• [Work to complete]: Extract every line of the material below that contains the word "mandarin", copying each line in full.

----- Supplied entries -----

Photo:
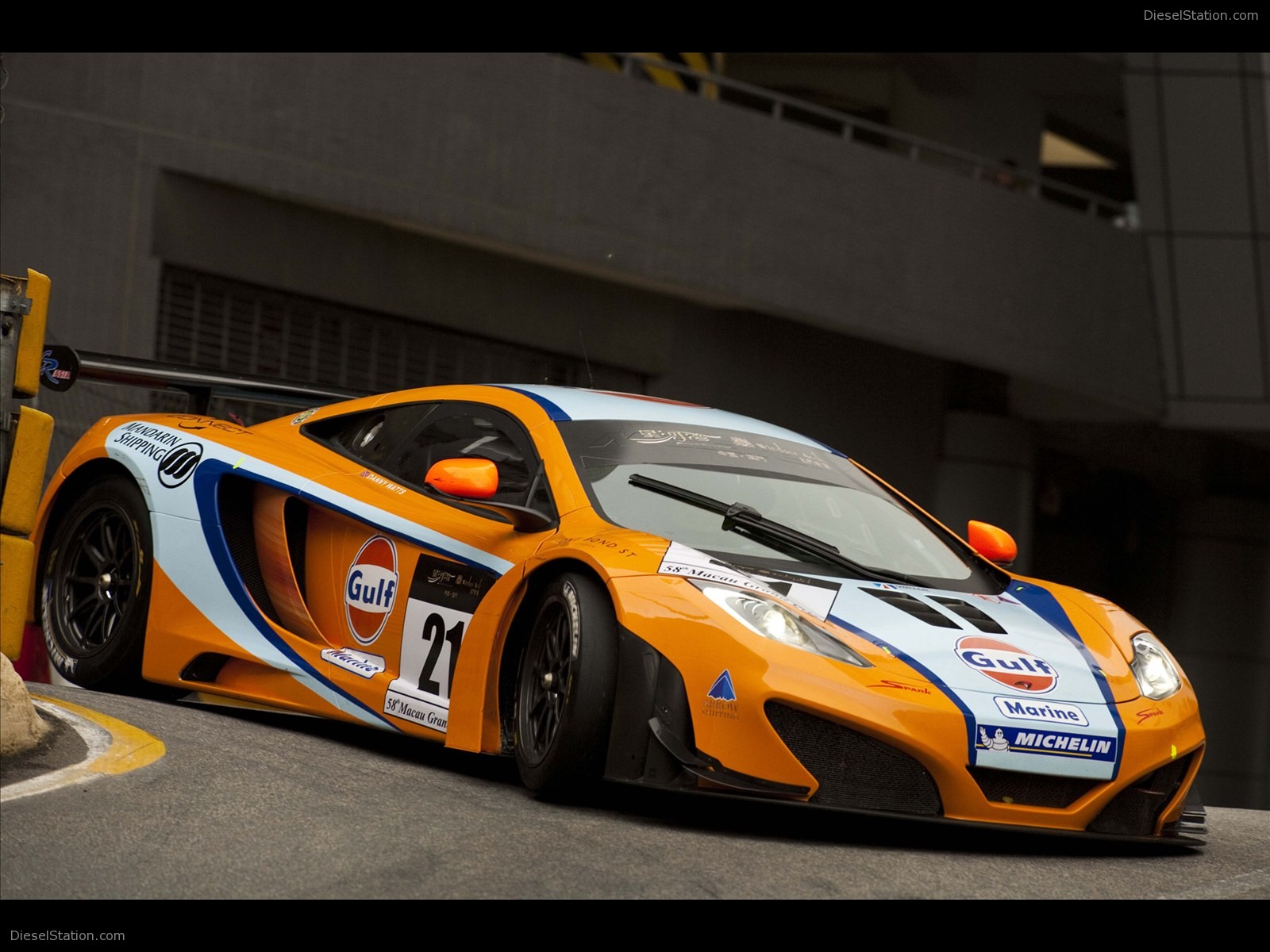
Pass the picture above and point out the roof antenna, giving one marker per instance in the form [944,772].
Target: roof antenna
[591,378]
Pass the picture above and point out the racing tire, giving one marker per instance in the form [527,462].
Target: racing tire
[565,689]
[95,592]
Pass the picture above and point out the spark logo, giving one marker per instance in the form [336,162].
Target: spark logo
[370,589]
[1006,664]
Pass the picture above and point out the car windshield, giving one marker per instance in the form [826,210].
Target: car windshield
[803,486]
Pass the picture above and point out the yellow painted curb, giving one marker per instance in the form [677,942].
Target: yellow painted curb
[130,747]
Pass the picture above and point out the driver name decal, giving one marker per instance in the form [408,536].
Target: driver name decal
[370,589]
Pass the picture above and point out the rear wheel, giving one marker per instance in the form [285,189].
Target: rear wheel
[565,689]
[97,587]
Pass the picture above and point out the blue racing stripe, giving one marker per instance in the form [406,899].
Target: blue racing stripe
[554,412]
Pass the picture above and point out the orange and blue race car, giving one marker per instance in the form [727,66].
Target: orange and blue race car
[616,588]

-----
----- Supplied entries -----

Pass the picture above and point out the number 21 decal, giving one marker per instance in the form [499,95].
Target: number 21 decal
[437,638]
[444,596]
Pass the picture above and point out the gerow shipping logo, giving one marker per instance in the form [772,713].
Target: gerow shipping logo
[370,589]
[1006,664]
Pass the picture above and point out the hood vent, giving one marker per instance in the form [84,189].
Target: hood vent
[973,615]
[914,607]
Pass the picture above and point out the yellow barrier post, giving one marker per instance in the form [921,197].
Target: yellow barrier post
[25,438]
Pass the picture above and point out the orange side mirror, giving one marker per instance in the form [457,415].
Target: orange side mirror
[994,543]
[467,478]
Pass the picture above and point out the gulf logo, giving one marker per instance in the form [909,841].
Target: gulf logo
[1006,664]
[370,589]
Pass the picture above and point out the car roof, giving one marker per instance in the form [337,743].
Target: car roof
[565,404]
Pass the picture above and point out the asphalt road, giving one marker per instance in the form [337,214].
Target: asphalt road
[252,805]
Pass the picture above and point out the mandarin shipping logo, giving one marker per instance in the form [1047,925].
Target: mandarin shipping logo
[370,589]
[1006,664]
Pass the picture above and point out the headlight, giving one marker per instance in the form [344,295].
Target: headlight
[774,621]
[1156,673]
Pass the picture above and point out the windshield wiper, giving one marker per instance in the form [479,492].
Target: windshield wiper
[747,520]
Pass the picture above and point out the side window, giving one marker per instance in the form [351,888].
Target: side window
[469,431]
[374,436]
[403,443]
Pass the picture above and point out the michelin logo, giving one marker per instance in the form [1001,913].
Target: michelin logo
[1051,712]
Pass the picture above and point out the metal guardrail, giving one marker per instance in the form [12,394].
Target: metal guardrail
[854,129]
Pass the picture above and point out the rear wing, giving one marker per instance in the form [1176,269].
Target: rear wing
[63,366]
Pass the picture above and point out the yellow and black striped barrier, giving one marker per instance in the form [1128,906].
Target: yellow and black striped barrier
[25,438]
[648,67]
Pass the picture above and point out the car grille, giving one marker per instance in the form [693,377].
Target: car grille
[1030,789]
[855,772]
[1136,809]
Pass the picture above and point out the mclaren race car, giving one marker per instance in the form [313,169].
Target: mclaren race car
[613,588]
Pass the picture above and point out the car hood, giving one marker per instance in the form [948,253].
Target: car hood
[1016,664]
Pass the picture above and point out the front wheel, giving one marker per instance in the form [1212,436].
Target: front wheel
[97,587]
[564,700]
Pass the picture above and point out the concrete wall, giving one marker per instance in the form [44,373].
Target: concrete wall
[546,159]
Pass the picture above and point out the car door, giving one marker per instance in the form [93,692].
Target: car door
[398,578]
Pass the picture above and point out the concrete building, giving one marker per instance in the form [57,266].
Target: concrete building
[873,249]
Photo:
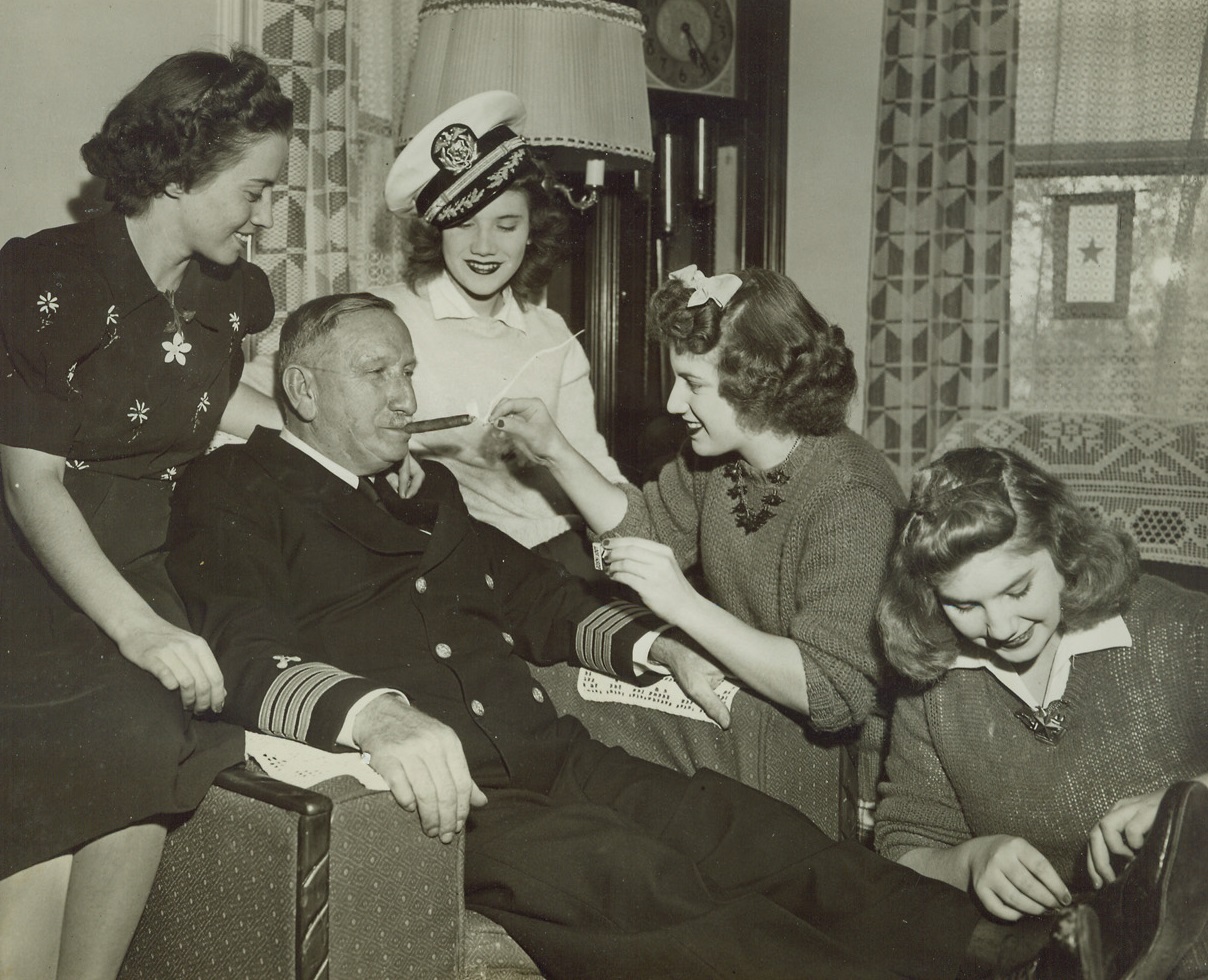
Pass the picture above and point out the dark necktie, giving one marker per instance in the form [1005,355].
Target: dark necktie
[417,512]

-----

• [Output]:
Pass the picture above and point out the mandarin shipping logo, giving one marker per instance in the form [1047,925].
Target: mandarin shipping logo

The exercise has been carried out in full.